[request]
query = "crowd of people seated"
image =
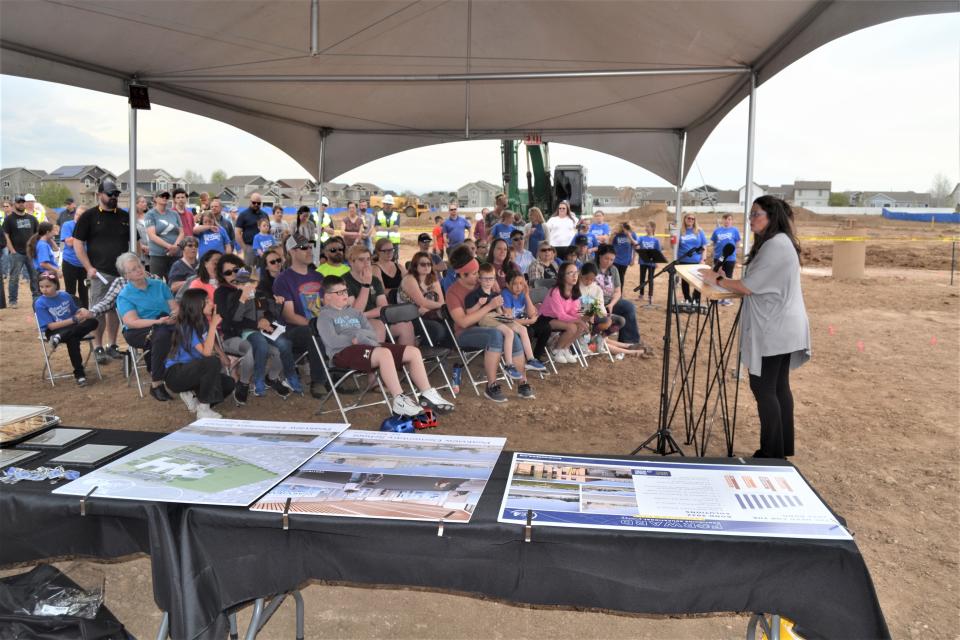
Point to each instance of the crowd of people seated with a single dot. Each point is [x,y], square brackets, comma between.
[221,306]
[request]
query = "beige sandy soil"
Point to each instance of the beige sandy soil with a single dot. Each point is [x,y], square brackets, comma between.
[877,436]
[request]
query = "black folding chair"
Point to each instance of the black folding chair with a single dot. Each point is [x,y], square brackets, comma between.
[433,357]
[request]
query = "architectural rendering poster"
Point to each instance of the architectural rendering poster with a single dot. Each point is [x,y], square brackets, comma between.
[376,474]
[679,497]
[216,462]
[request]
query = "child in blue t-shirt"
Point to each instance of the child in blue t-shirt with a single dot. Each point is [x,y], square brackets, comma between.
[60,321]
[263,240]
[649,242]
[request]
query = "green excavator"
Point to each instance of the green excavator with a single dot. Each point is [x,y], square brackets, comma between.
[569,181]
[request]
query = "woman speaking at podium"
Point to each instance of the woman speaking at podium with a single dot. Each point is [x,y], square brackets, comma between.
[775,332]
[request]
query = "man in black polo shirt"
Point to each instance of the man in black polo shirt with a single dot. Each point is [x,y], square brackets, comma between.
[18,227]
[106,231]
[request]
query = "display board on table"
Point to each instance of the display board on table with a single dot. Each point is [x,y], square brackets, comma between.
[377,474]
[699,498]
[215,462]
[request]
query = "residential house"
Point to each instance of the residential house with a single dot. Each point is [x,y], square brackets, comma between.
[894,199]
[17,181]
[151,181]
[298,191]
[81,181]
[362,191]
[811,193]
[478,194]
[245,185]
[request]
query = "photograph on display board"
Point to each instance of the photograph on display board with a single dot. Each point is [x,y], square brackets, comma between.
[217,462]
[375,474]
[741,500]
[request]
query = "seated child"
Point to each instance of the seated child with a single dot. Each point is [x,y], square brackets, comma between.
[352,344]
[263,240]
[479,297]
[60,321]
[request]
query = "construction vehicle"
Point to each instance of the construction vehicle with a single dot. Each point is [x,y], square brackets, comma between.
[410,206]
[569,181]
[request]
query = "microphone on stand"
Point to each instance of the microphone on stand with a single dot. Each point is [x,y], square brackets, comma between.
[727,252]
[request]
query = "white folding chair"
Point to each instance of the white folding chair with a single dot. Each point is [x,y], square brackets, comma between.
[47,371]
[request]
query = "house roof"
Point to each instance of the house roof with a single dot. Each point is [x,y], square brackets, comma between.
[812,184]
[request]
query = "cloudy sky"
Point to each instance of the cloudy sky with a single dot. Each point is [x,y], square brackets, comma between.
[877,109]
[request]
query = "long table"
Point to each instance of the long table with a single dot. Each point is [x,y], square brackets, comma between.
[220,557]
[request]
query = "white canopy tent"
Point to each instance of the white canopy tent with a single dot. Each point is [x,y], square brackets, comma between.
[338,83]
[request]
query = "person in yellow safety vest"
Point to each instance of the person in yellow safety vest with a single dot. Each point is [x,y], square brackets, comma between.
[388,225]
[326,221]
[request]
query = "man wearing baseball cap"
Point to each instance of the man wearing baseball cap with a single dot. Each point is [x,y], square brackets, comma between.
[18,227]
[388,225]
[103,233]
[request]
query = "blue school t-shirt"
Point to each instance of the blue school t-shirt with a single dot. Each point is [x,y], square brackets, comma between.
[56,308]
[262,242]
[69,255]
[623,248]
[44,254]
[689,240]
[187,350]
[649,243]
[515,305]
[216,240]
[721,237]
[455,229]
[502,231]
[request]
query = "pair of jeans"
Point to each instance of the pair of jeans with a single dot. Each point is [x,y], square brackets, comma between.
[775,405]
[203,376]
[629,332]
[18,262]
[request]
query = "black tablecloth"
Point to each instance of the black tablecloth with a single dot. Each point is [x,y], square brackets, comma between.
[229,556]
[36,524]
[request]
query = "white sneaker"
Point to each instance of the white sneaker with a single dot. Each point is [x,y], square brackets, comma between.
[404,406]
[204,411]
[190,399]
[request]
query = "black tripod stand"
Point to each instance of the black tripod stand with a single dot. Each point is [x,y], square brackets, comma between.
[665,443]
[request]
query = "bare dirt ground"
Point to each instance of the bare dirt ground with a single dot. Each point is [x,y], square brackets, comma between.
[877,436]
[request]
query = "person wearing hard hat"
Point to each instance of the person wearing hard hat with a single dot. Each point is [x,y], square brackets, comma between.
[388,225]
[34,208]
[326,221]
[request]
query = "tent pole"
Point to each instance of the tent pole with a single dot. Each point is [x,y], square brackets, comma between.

Task: Pictures stay out; all other material above is restated word for word.

Task result:
[request]
query = "crowd of people seated"
image =
Point to each instance of the crowd of people seated with a single dot. Each point is [x,y], square brackets, comma between.
[221,306]
[request]
query = "beige sandy soil"
Point to each instance of the beige sandy soil with a single dot. Each point is [x,y], square brackets, comma between.
[877,436]
[request]
query = "black folding chair"
Point to each instance of the black folding chair with a single dot. Each point is [x,y], square brackets, comma between.
[433,357]
[request]
query = "architectural rendering poster"
Point to each instance of the architectural rendering poster with a single dot. Each point is [x,y], square brackets, comma between.
[376,474]
[679,497]
[216,462]
[request]
query = "child in blue t-shirt"
Point to each instance of the child in blue t-shirt with a single dot. Each point is [x,y], square brackets, comma between.
[60,321]
[263,240]
[649,242]
[request]
query = "green excavator"
Point to each instance of the green excavator with a single dot. Each point is [x,y], square brackets, comma between.
[569,181]
[request]
query = "woman speaking at podium"
Point to each instance of the woman speaking at podium with a single dot. Each point is [x,y], square brackets, comma between.
[775,332]
[request]
query = "man in black polo shirt"
Point to each instance of the man in black polo shirt with a single dot. Each point is [x,y], square brackets, comma between.
[18,227]
[106,231]
[request]
query = "display board on table"
Point to each instance of the display board on table with a single dot. Each point is [x,y], square brackets, comma between.
[377,474]
[699,498]
[215,462]
[request]
query = "residential house"
Point to each instance of the residential house with a single dot. Each point is [x,y], square brackets, comma between.
[894,199]
[17,181]
[151,181]
[298,191]
[81,181]
[362,191]
[811,193]
[478,194]
[245,185]
[request]
query = "photograph on display board"
Point to each instance of the photograph on display board with a single dot. Each point is [x,y], square brackets, comma between.
[217,462]
[375,474]
[741,500]
[request]
query = "seated child"
Point to each instance of the seated child with a single dot. Each point is [x,y], square brackets, comma between.
[352,344]
[263,240]
[479,297]
[60,321]
[request]
query = "construction vehicle"
Point to each instance of the construction vehicle with a single dot. Each point is [x,y], square brackets, comma between.
[410,206]
[569,181]
[request]
query = "microphone on stand"
Point to each instance of the microphone on stand with a single dot. Each point is [x,y], square brackets, comma between.
[727,252]
[request]
query = "white folding chair"
Point to each instance of the white folding chair with a single dot. Each point is [x,y], square brackets, comma between.
[47,371]
[request]
query = "house roof"
Point to each instance of the house roof with a single dot. Each point is [x,y], square brackets, comma between.
[812,184]
[request]
query = "cloudy sky"
Point to each instance of the cloudy sky with a single dot. Each point is [x,y], square brackets, comma between.
[877,109]
[request]
query = "long table"
Point to each instance of the long table with a single dot. Each point is [x,y], square brackets, comma between.
[220,557]
[request]
query = "white canopy tent"
Point to each instance of the white canopy tent with a single dot. Each point is [x,y], square brackets, comma between.
[338,83]
[request]
query = "person in yellow safety vest"
Point to each instance of the person in yellow safety vest with a single dot. Each point is [x,y], square brackets, comma between.
[388,225]
[326,221]
[request]
query = "man wearing baseball cap"
Point to each instance of the man wearing baseball cap with a single dot. Each point is [x,y], square brackets, comma between.
[18,227]
[388,225]
[103,233]
[request]
query = "blue school t-shirt"
Point to each instance of the blue school t-shirt with a single dot. Each point is [x,y], square brackets, comma between.
[56,308]
[262,242]
[69,255]
[623,248]
[44,254]
[689,240]
[187,350]
[649,243]
[515,305]
[216,240]
[721,237]
[455,229]
[502,231]
[request]
query = "pair of jeans"
Point to each instance of the pair of jeans with a single dot. Each point is [x,y], square brackets, comma between.
[775,405]
[203,376]
[629,332]
[18,262]
[request]
query = "black tablecloth"
Point to each instance of the black tablecloth with a single dot. Each point is [x,y], square brackets, comma between.
[229,556]
[36,524]
[request]
query = "white sneaker"
Point to each instance of the white sneaker with a single dot. Each point is [x,y], square brackets, comma between.
[404,406]
[204,411]
[190,399]
[request]
query = "black tripod stand"
Point to each instance of the black tripod stand with a single dot. Each point is [x,y], square brackets, comma between.
[665,443]
[request]
query = "bare dirt ground"
Point to each instance of the bare dirt ground with a single dot. Each point is [x,y], square brackets, comma between.
[877,436]
[request]
query = "person wearing hard hat"
Point to each instance of the person wearing hard hat with a single dot. Each point is [x,y], square brackets, comma between.
[388,225]
[34,208]
[326,221]
[request]
query = "tent pole"
Point to each instance of the tent pole with a single dot. Each point is [x,y], square brackets, comma between.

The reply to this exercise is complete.